### [Geciteerde tekst]
- - -

Kerk & religie

„Studiebeurs voor Hongaren succesvol”

UTRECHT – Het Stipendium Bernardinum, een studiebeurs die het voor studenten uit de Palts (Duitsland) en Hongarije mogelijk maakt aan de Universiteit Utrecht theologie te studeren, is al tweeënhalve eeuw lang van grote betekenis. Meer dan duizend studenten maakten er inmiddels gebruik van.

Van een medewerker
11 November 2011 12:08Gewijzigd op 14 November 2020 17:37Leestijd 4 minuten
Hongaarse ambassadeur Gyula Sümeghy onthult in portaal Geertekerk Utrecht plaquette ter herinnering aan de oprichter Stipendium Bernhardinum, Daniel Bernard Guiljammzn (die in de Geertekerk begraven is). Foto RD
Hongaarse ambassadeur Gyula Sümeghy onthult in portaal Geertekerk Utrecht plaquette ter herinnering aan de oprichter Stipendium Bernhardinum, Daniel Bernard Guiljammzn (die in de Geertekerk begraven is). Foto RD

Dat bleek gisteren in Utrecht op een symposium ter ere van het 250-jarig bestaan van het Stipendium Bernardinum. Met name voor de Hongaarse studenten kreeg het Stipendium Bernardinum een symbolische waarde vanwege de historische band tussen het Nederlandse volk en de vaak onderdrukte Hongaarse gereformeerden.

- - -

### [Vereiste taak 1]
Druk uit het artikel over het Stipendium Bernardinum alles af van "Van een medewerker" tot en met "onderdrukte Hongaarse gereformeerden.".
### [Vereiste taak 2]
Hoeveel studenten hebben volgens het artikel over het Stipendium Bernardinum inmiddels gebruikgemaakt van de studiebeurs?
De records zijn hier niet nodig.

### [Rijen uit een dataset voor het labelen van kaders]
- - -

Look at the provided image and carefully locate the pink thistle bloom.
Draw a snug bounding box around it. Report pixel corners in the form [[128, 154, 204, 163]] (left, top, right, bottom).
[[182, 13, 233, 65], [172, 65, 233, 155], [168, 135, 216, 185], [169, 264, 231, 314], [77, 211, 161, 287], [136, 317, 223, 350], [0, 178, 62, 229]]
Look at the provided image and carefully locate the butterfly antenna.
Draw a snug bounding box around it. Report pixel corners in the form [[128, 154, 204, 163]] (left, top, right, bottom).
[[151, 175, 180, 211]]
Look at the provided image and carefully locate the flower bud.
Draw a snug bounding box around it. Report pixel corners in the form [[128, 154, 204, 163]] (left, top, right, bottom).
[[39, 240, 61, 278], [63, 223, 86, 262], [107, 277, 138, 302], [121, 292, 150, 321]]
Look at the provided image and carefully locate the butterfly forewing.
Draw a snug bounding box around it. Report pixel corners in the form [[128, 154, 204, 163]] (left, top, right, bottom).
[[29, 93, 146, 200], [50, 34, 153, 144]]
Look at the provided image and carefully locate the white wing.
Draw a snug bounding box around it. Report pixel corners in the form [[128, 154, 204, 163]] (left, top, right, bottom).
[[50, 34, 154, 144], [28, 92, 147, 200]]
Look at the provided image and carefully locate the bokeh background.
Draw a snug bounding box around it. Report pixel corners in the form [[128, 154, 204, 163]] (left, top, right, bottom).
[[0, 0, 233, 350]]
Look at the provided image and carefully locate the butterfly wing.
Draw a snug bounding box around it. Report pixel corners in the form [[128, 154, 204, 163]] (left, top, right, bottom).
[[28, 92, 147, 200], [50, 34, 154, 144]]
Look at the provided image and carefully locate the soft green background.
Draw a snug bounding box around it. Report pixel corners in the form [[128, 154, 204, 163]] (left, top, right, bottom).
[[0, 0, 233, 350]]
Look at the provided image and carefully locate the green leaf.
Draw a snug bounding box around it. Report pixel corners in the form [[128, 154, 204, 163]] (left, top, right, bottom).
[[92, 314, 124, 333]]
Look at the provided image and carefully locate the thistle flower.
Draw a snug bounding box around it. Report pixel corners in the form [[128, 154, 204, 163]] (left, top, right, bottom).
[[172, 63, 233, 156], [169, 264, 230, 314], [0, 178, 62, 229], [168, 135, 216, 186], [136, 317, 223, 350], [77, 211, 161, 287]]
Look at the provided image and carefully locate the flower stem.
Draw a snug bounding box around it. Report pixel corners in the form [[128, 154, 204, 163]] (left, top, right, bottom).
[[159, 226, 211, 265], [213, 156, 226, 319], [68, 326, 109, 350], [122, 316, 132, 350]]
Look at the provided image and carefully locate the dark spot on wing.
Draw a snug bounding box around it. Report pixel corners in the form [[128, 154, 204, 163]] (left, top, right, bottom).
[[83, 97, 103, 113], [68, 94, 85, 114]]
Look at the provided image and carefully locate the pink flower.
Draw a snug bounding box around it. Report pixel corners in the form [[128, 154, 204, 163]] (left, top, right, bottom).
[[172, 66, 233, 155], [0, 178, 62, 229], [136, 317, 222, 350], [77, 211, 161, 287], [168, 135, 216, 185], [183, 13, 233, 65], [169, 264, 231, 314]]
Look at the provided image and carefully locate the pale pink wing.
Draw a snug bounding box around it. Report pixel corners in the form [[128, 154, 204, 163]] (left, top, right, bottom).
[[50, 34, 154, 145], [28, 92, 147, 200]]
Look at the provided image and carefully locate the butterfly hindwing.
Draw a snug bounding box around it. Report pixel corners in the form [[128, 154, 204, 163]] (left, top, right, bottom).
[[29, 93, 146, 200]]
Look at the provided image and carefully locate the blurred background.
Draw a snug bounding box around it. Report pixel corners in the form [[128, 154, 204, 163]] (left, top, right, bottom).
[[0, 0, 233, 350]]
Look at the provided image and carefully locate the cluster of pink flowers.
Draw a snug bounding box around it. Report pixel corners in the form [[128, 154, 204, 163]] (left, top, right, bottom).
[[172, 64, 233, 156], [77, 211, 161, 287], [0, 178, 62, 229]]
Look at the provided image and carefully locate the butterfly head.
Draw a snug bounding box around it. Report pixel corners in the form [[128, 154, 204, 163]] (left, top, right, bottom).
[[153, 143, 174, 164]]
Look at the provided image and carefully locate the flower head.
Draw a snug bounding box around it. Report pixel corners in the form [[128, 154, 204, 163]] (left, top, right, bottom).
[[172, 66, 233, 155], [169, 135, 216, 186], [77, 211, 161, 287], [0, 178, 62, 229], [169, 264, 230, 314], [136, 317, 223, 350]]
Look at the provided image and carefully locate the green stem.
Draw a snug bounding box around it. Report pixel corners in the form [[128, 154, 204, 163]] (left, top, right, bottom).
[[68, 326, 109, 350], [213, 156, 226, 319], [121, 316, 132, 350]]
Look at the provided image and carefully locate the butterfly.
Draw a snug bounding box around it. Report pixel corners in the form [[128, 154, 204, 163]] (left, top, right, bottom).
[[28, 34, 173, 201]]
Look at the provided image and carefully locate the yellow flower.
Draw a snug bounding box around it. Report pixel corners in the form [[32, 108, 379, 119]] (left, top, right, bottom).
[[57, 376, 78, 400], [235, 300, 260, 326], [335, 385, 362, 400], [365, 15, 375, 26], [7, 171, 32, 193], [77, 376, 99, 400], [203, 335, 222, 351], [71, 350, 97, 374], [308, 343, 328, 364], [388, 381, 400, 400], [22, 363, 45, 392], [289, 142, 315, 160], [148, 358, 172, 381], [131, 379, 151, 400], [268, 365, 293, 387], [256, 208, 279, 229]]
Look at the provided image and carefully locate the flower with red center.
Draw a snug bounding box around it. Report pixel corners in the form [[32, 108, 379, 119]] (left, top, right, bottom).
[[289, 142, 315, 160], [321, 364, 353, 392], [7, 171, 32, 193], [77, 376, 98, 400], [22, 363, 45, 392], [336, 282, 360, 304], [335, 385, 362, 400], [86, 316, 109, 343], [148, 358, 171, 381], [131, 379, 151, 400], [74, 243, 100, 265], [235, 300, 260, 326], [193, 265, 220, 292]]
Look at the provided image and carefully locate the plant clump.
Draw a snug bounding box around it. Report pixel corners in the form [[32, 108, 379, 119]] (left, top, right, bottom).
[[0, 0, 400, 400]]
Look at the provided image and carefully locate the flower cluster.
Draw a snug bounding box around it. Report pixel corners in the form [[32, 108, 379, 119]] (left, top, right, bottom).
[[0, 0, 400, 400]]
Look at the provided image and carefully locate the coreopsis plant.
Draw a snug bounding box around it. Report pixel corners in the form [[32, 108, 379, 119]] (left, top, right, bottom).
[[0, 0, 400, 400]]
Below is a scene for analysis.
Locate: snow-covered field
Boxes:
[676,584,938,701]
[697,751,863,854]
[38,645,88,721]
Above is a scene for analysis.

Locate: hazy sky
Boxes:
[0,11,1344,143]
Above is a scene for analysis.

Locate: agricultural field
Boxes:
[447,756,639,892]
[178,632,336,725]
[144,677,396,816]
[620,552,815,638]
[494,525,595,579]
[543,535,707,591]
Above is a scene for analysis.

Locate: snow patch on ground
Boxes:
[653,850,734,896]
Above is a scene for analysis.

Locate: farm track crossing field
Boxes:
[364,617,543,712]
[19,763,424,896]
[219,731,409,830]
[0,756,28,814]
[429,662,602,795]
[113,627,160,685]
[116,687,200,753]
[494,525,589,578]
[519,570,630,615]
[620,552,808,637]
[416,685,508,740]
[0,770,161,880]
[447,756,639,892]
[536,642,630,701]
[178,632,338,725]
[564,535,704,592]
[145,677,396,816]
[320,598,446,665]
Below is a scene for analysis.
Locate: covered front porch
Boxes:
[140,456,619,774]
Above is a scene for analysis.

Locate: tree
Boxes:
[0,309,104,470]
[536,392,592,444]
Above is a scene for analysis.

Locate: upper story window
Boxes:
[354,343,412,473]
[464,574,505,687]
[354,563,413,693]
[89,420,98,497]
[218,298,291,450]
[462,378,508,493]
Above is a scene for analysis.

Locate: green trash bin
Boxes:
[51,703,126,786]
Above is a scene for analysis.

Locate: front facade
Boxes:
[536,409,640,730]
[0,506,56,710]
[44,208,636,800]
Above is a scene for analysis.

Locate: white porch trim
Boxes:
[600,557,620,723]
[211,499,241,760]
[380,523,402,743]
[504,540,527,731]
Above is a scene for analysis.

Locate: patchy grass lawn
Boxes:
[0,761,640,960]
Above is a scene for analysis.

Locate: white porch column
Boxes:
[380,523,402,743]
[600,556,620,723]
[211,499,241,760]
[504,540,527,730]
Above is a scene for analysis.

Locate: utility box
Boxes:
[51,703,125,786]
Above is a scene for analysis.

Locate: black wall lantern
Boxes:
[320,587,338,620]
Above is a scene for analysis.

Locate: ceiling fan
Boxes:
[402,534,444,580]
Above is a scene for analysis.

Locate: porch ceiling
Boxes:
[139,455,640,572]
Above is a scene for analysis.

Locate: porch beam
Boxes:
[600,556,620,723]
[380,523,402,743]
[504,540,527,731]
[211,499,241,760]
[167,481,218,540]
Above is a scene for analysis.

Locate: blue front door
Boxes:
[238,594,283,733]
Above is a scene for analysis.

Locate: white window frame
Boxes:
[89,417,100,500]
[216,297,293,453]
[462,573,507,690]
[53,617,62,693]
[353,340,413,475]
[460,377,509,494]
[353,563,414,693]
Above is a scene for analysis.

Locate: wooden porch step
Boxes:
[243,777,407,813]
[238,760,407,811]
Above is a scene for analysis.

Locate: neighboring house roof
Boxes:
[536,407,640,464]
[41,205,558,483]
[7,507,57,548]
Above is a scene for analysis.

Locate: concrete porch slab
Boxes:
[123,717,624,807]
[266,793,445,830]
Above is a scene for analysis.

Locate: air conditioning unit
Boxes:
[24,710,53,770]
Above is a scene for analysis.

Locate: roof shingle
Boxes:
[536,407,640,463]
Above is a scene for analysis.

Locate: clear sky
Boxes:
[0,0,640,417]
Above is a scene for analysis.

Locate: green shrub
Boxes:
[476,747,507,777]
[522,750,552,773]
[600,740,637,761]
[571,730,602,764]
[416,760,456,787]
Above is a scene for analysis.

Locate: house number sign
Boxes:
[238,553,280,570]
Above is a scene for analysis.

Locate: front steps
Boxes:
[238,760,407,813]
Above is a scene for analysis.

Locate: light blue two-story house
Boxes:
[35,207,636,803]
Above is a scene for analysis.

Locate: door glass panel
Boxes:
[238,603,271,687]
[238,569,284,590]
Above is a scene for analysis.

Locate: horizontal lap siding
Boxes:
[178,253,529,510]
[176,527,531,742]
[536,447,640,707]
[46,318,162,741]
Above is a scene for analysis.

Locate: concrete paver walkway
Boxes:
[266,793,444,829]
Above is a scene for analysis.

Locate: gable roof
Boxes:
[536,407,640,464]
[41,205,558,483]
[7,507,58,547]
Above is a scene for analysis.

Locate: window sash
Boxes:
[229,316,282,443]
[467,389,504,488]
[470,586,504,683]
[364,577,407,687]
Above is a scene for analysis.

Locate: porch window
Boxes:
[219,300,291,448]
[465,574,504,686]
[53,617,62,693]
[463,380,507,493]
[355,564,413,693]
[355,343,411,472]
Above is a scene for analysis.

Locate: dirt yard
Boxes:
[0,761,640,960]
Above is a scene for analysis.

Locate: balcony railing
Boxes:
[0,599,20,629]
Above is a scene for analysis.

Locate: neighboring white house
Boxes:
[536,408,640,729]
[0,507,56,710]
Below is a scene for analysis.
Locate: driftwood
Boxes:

- - -

### [Volledig antwoord 1]
Van een medewerker
11 November 2011 12:08Gewijzigd op 14 November 2020 17:37Leestijd 4 minuten
Hongaarse ambassadeur Gyula Sümeghy onthult in portaal Geertekerk Utrecht plaquette ter herinnering aan de oprichter Stipendium Bernhardinum, Daniel Bernard Guiljammzn (die in de Geertekerk begraven is). Foto RD
Hongaarse ambassadeur Gyula Sümeghy onthult in portaal Geertekerk Utrecht plaquette ter herinnering aan de oprichter Stipendium Bernhardinum, Daniel Bernard Guiljammzn (die in de Geertekerk begraven is). Foto RD

Dat bleek gisteren in Utrecht op een symposium ter ere van het 250-jarig bestaan van het Stipendium Bernardinum. Met name voor de Hongaarse studenten kreeg het Stipendium Bernardinum een symbolische waarde vanwege de historische band tussen het Nederlandse volk en de vaak onderdrukte Hongaarse gereformeerden.

### [Volledig antwoord 2]
Meer dan duizend studenten.